Task to carry out: Copy the records below word for word, from their beginning through the line containing "[[208, 274], [505, 335]]", with both ends included. Leave the pictures out of your copy.

---------- Data shown

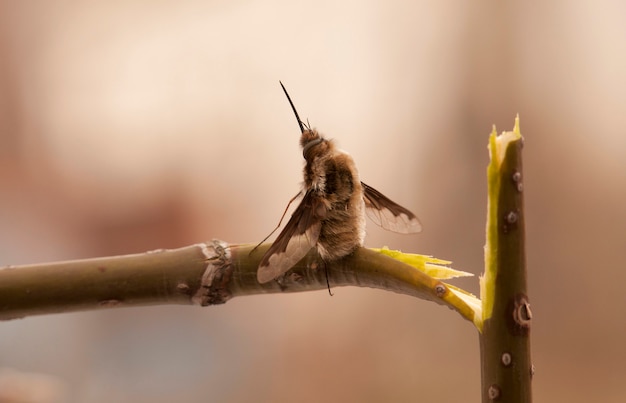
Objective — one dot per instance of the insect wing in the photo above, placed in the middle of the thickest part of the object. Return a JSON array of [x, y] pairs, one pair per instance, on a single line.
[[296, 239], [388, 214]]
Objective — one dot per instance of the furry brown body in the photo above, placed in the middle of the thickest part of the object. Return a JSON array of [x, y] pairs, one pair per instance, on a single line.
[[331, 215], [332, 177]]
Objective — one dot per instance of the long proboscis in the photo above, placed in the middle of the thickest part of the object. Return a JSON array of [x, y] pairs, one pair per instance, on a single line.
[[293, 108]]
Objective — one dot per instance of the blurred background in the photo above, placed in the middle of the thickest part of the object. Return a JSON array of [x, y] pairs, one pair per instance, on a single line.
[[137, 125]]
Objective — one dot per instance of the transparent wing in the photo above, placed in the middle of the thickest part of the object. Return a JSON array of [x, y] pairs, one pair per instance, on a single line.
[[296, 239], [388, 214]]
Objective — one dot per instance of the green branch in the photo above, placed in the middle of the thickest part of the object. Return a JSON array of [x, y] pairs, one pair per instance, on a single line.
[[208, 274], [505, 335]]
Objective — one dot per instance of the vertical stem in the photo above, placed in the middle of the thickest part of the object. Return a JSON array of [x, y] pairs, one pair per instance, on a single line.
[[505, 338]]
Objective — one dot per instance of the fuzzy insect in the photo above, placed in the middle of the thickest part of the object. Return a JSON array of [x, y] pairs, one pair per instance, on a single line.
[[331, 214]]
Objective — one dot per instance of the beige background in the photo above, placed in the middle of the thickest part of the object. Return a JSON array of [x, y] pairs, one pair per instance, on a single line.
[[129, 126]]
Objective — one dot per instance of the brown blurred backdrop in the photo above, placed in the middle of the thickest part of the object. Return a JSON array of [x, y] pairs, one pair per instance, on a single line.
[[129, 126]]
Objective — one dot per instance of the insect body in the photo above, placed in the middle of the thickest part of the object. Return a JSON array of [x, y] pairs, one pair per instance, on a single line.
[[331, 214]]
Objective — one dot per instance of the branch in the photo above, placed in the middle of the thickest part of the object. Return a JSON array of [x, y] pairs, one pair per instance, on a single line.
[[208, 274], [505, 336]]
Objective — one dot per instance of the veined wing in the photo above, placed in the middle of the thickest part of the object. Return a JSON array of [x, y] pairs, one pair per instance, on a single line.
[[296, 239], [388, 214]]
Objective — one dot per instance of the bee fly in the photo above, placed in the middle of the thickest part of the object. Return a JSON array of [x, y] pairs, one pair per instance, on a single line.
[[331, 215]]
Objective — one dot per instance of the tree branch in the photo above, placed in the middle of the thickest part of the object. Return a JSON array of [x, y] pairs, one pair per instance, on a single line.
[[505, 337], [203, 274]]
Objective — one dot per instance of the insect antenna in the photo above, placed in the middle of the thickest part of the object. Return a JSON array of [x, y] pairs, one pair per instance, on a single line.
[[300, 123]]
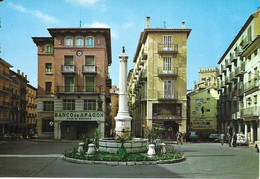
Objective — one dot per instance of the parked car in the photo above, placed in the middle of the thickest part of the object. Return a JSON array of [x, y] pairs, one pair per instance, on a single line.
[[241, 139], [193, 136], [214, 137]]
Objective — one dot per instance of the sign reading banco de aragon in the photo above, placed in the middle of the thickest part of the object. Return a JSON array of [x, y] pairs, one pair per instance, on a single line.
[[79, 116]]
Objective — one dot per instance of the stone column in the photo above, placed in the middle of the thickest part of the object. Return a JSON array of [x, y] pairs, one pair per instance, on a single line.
[[239, 127], [57, 130], [252, 132], [123, 119], [246, 133]]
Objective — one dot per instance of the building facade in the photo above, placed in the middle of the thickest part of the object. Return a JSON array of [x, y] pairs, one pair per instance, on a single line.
[[73, 81], [239, 81], [158, 82], [202, 111], [5, 97], [208, 77]]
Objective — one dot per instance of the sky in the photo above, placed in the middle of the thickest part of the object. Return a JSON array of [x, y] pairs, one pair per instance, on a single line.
[[214, 25]]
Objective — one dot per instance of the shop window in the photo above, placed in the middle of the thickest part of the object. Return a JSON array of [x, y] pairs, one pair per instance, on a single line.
[[47, 125], [48, 106], [90, 105], [69, 104]]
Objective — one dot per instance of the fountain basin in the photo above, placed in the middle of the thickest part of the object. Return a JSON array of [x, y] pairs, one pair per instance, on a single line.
[[112, 145]]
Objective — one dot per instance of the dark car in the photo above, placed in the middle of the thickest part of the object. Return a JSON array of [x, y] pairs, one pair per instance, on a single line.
[[214, 137], [193, 136]]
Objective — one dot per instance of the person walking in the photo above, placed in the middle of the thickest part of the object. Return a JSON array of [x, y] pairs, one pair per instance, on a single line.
[[222, 138], [234, 139], [229, 139]]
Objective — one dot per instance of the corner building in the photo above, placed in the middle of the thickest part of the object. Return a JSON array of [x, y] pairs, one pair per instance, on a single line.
[[238, 108], [158, 82], [73, 81]]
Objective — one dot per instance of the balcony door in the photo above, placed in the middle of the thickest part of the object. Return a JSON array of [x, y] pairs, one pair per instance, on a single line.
[[69, 63], [90, 84], [89, 64], [167, 42], [168, 88], [167, 64], [69, 84]]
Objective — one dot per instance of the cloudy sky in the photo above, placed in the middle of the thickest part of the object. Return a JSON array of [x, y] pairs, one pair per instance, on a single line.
[[214, 24]]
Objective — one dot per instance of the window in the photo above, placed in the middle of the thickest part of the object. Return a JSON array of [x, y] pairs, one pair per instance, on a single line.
[[47, 125], [249, 76], [167, 42], [167, 64], [48, 68], [69, 60], [79, 42], [48, 106], [68, 42], [90, 84], [48, 49], [69, 104], [48, 87], [168, 89], [90, 42], [90, 105], [69, 84]]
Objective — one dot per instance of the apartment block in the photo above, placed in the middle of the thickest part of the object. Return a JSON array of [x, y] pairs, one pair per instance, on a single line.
[[158, 82], [208, 77], [73, 81], [239, 82], [31, 108]]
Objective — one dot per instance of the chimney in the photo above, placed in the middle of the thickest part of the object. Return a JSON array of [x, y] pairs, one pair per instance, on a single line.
[[148, 22], [183, 24]]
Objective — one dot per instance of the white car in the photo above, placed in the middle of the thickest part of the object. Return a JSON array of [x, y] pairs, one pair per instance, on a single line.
[[241, 139]]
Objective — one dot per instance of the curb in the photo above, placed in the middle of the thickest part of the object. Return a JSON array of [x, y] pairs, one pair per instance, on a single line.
[[128, 163]]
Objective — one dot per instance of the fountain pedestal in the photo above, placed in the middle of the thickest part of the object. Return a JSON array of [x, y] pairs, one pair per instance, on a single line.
[[123, 119]]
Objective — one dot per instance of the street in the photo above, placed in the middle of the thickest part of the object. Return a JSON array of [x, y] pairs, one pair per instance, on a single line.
[[203, 160]]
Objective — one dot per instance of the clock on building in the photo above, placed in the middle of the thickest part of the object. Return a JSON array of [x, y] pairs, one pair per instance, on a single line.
[[79, 53]]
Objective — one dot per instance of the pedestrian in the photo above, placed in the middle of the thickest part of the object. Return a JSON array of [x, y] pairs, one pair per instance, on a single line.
[[222, 138], [234, 139], [229, 139]]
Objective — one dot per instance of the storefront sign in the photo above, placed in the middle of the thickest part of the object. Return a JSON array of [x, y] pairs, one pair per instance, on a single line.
[[202, 123], [79, 116]]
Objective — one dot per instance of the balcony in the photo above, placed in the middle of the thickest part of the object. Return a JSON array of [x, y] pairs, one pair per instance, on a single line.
[[233, 57], [5, 89], [253, 84], [109, 82], [144, 75], [79, 89], [251, 111], [68, 69], [144, 53], [168, 48], [172, 72], [167, 95], [89, 69]]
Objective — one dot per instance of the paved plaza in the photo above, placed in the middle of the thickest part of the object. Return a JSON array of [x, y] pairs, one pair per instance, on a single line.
[[203, 160]]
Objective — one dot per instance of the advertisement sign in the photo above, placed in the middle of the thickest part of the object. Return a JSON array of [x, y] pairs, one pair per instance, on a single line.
[[79, 116]]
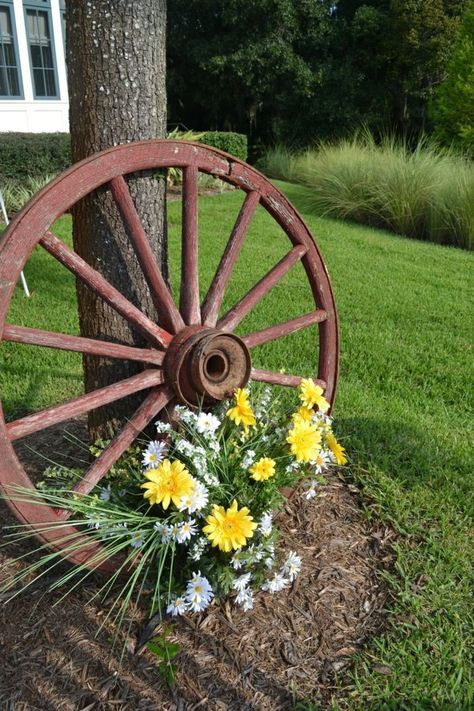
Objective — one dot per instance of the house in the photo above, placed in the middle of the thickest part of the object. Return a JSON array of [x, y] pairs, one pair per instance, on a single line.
[[33, 85]]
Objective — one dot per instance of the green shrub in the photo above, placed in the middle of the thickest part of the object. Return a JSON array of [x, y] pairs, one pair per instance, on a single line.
[[426, 192], [233, 143], [24, 155]]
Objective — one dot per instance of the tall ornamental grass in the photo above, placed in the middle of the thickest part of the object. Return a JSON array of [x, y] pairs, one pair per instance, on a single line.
[[425, 192]]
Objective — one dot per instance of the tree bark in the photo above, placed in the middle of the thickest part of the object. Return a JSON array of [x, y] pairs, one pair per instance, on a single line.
[[116, 74]]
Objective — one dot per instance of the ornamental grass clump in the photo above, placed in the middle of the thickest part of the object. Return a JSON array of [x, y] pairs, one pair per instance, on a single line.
[[190, 515]]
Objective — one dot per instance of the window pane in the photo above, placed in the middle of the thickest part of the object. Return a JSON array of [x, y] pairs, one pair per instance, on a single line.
[[41, 52], [9, 77], [38, 79]]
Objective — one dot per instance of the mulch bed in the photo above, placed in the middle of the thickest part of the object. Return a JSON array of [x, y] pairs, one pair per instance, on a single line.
[[287, 648]]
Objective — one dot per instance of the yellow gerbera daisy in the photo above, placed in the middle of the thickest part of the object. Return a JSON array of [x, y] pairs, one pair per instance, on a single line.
[[229, 529], [242, 412], [312, 395], [263, 469], [305, 441], [168, 482], [337, 449], [302, 415]]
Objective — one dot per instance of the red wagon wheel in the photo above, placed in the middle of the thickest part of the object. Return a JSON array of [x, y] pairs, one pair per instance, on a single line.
[[195, 353]]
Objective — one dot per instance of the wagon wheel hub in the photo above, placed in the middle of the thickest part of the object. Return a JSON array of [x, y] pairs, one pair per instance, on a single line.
[[206, 365]]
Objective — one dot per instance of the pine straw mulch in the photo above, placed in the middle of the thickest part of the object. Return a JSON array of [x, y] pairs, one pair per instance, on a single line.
[[288, 647]]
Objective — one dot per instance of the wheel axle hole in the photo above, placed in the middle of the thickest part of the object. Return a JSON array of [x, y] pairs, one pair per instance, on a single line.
[[216, 367]]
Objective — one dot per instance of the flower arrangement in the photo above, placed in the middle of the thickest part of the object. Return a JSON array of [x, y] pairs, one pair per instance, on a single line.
[[191, 515]]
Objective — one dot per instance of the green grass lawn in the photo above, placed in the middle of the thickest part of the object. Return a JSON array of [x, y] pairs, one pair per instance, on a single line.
[[404, 411]]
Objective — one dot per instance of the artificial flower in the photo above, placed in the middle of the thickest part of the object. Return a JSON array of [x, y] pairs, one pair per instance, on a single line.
[[153, 454], [337, 449], [207, 423], [242, 412], [263, 469], [311, 395], [265, 524], [170, 481], [198, 592], [302, 415], [229, 529], [292, 566], [186, 530], [177, 606], [196, 500], [305, 441]]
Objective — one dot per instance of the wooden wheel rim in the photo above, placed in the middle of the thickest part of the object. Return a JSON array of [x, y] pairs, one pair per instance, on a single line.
[[31, 227]]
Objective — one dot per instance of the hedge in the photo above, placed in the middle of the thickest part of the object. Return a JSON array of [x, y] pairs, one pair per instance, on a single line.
[[24, 155], [233, 143]]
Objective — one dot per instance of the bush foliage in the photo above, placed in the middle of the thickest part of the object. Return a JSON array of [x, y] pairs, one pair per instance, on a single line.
[[233, 143], [25, 155], [425, 192]]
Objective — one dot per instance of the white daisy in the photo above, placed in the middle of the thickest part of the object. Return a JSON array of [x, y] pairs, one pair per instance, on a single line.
[[236, 560], [198, 548], [186, 530], [241, 582], [153, 454], [177, 607], [198, 592], [206, 423], [248, 459], [292, 566], [197, 499], [265, 524], [275, 584]]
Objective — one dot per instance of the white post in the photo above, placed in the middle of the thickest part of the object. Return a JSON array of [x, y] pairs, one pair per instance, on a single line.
[[5, 217]]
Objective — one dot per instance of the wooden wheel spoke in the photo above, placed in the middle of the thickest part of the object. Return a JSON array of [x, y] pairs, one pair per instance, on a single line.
[[104, 289], [189, 294], [168, 313], [213, 300], [269, 376], [150, 407], [238, 312], [283, 329], [82, 404], [48, 339]]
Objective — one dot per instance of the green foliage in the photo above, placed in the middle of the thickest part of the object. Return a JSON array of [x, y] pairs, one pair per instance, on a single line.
[[405, 309], [425, 192], [453, 107], [165, 651], [233, 143], [25, 155], [315, 71]]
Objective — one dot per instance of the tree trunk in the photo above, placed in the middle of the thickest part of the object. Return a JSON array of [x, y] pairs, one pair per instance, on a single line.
[[116, 73]]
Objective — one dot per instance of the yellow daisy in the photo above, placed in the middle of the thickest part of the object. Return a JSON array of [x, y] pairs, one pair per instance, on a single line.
[[305, 441], [311, 395], [229, 529], [337, 449], [168, 482], [242, 412], [263, 469]]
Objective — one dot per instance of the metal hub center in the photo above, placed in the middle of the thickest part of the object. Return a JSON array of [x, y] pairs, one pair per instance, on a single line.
[[205, 365]]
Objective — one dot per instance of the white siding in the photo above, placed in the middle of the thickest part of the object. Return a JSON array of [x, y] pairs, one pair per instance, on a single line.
[[37, 115]]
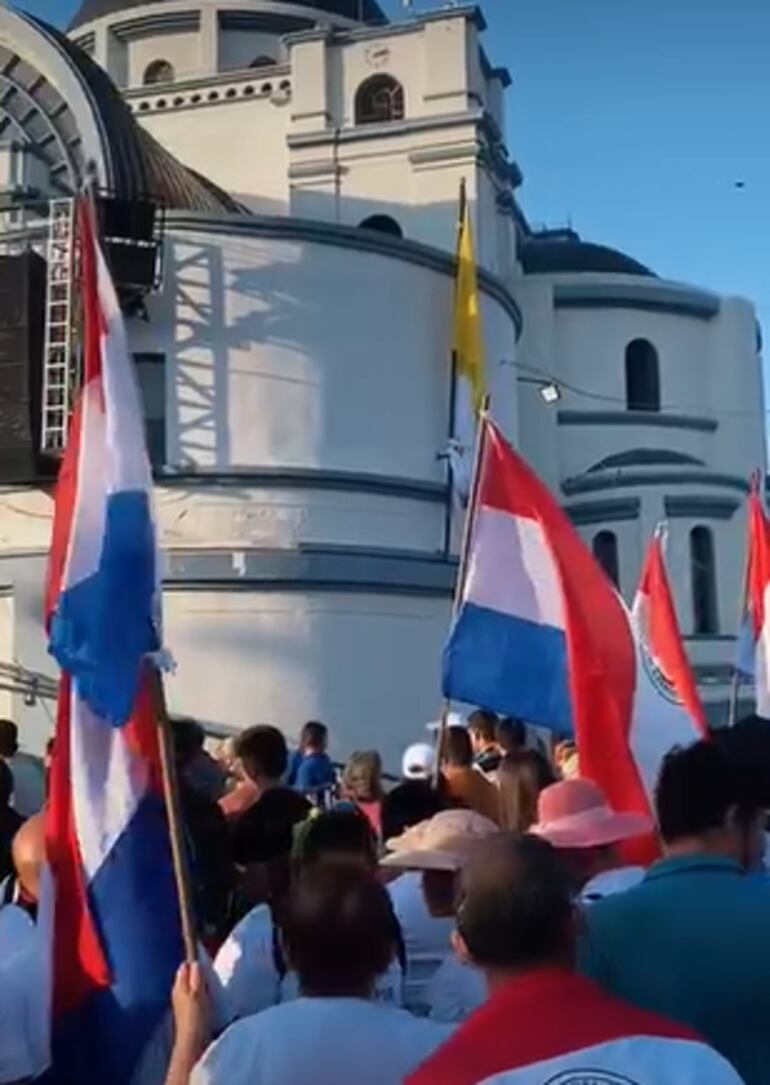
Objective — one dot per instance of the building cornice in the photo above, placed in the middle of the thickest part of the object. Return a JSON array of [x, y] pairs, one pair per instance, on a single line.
[[651, 295], [621, 480], [387, 129], [309, 479], [349, 569], [643, 418], [614, 510], [345, 237], [700, 507]]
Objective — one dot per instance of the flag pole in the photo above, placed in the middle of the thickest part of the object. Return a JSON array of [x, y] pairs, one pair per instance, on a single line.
[[462, 565], [735, 680], [176, 830], [453, 388]]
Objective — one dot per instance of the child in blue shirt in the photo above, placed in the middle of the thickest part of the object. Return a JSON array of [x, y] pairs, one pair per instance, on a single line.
[[310, 768]]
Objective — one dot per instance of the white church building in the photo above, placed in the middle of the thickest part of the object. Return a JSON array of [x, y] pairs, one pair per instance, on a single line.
[[280, 182]]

--------------------

Solution for this exercise:
Objective — one dot per instance of the insect wing in the photo above, placed in the middle of the thickest part of the object. Return a JSON array of [x, y] pairs, one pair per instance, on a single line.
[[296, 239], [388, 214]]
Objective — one dot per instance of the furry brown body in the photo above, placed in the middle of the thickest part of the object. Return a JSON array of [x, y] pairs, one pair per instance, on a single line.
[[331, 215], [332, 177]]
Objective — one dot per instance of the long proboscis in the photo above, placed in the middle of the thickest part of the object. Return a JSON array of [x, y] pairs, one pair per instance, on a single line.
[[293, 108]]
Objective — one dot per instance of the blurred background in the photo above, placed in the middle of the thickest part of the object. Return a JSON array of [x, y] pairs, one pair per instance, on a single line.
[[137, 125]]
Objective — one dot per instance of the transparent wing in the photo above, placed in the middle of the thickest part of the object. Return a JSON array of [x, y] pairs, one pair per instance, on a single line.
[[296, 239], [388, 214]]
Objective — one dot per instance of the green branch in the photo above, placed in the middle of the thickest part of the object. Return a JSON array of [x, y] pairs, one pair per instance, on a single line.
[[208, 274], [505, 335]]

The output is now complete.